## Begin Record set
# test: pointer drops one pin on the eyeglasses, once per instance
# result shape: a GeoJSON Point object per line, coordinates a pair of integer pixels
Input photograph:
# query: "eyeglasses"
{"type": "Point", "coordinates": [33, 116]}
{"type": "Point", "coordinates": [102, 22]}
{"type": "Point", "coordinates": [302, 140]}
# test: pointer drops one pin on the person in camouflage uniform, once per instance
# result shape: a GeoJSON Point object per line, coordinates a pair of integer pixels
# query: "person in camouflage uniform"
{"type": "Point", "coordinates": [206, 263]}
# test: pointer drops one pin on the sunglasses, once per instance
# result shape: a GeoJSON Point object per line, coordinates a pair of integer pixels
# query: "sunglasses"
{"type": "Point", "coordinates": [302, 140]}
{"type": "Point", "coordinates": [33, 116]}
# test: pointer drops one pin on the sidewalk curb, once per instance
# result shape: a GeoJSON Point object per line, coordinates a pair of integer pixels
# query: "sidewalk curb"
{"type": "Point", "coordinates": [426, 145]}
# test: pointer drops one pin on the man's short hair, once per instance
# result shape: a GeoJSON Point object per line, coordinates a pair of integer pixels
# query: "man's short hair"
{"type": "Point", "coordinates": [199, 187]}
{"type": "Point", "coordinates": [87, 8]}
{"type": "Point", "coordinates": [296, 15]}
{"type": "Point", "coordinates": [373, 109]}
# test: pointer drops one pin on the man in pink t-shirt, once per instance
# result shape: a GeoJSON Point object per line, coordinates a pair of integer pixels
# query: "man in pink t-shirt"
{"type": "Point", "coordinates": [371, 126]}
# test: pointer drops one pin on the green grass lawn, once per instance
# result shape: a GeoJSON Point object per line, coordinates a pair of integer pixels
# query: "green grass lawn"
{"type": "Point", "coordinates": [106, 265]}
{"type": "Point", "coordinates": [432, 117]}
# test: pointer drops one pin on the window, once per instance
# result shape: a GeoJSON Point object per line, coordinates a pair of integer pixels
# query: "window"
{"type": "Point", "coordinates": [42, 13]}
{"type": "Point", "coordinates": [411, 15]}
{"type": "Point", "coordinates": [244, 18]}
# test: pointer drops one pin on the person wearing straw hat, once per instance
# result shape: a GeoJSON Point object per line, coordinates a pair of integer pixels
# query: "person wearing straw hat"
## End Record set
→ **Written task**: Starting at the line that contains "# test: pointer drops one pin on the green", quote each remaining line of the entries above, unchanged.

→ **Result of this exercise**:
# test: pointer drops one pin on the green grass lawn, once per instance
# result shape: a GeoJSON Point object per line, coordinates a pair of integer pixels
# query: "green grass lawn"
{"type": "Point", "coordinates": [106, 265]}
{"type": "Point", "coordinates": [432, 117]}
# test: pointer drops one pin on the window, once per instance
# result shape: a GeoJSON Point object per line, coordinates a pair of integer pixels
# query: "window"
{"type": "Point", "coordinates": [42, 13]}
{"type": "Point", "coordinates": [411, 15]}
{"type": "Point", "coordinates": [244, 18]}
# test: pointer drops one pin on the person wearing straw hat, once per instance
# result shape: a GeoJSON Point object per line, coordinates a pair of integer pixels
# query: "person wearing straw hat"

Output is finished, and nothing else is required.